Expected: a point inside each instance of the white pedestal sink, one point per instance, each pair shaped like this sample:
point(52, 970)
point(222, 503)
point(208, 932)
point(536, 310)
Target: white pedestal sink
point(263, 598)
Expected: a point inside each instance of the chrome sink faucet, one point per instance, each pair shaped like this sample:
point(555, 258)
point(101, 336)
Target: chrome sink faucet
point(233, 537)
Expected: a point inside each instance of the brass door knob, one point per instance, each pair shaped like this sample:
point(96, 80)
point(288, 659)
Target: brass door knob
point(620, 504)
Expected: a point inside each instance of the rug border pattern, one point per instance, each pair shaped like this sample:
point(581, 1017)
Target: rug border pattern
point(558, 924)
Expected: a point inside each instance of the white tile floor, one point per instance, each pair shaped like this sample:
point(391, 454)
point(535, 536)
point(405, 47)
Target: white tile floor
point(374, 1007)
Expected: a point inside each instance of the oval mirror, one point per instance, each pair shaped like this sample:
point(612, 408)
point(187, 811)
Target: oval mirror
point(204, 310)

============

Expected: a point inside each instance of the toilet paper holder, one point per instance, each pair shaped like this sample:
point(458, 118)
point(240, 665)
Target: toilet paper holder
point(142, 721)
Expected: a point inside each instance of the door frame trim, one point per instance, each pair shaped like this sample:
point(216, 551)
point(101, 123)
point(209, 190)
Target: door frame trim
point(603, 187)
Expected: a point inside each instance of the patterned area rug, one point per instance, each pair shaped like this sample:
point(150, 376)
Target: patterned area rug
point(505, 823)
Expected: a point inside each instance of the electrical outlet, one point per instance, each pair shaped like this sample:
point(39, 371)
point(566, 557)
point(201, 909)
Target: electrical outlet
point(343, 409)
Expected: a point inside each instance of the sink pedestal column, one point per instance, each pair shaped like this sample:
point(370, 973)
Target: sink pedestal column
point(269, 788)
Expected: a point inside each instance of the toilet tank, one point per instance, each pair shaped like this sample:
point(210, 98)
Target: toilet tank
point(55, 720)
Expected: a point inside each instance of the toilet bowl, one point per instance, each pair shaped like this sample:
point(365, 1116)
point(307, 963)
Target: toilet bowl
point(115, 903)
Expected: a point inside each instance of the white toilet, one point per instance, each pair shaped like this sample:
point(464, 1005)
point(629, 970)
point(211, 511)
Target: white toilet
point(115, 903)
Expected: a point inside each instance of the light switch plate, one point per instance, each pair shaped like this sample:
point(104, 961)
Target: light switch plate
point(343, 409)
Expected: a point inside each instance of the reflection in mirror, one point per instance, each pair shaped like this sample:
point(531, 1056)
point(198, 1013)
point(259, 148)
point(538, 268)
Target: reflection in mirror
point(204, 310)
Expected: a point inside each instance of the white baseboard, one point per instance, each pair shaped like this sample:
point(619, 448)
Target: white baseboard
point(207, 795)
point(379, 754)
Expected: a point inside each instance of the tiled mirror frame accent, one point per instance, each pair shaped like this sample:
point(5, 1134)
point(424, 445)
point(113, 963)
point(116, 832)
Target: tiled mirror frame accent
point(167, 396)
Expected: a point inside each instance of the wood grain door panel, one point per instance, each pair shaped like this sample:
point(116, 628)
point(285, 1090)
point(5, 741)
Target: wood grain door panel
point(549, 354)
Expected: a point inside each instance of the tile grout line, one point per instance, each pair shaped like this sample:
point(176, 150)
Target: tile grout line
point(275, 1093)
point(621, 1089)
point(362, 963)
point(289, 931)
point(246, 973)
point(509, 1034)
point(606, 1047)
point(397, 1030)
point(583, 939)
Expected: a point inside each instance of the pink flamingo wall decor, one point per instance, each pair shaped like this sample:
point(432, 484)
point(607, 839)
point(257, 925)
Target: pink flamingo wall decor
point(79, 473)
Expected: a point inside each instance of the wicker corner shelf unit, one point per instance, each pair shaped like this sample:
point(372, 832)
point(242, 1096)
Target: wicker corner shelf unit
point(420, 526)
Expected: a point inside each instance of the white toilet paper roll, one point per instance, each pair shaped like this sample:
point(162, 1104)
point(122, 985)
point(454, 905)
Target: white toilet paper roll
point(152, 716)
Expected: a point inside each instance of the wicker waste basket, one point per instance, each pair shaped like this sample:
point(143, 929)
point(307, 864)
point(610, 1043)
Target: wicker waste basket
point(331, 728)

============

What needs to be done:
Copy out verbatim the rows from the line containing "Expected: a point inside each instance of the white toilet, one" up to and including the line containing "point(583, 939)".

Written answer:
Expected: a point inside each instance of the white toilet, one point per instance, each pair shaped like this sample:
point(464, 1005)
point(629, 970)
point(211, 511)
Target: white toilet
point(115, 903)
Expected: a point inside each instance of the light switch plate, one point per instance, each pair shaped like this sample:
point(104, 961)
Target: light switch plate
point(343, 409)
Expected: a point inside each instance of the reflection in mirror, one point per instance, each pair shaped like this sample:
point(531, 1056)
point(198, 1013)
point(259, 148)
point(538, 268)
Target: reflection in mirror
point(204, 310)
Expected: a point inside each instance of the white baseboard, one point per instance, each pair shaped like this sample:
point(619, 448)
Target: white baseboard
point(207, 795)
point(379, 754)
Expected: a point inside each instance of the tiled mirror frame accent, one point per instance, each pair shaped like this sample:
point(5, 1134)
point(424, 445)
point(113, 963)
point(116, 832)
Target: tiled mirror frame accent
point(167, 396)
Expected: a point inside each instance of the wood grain door panel, one point per instance, each pair shaped like this sample:
point(116, 628)
point(285, 1090)
point(5, 741)
Target: wood grain door panel
point(549, 354)
Expected: a point inside each instance of the tile grout line, one point per instance, each pair shaped like this sample:
point(176, 150)
Target: tile grout line
point(275, 1093)
point(621, 1089)
point(362, 963)
point(289, 931)
point(246, 973)
point(509, 1034)
point(606, 1047)
point(397, 1030)
point(583, 939)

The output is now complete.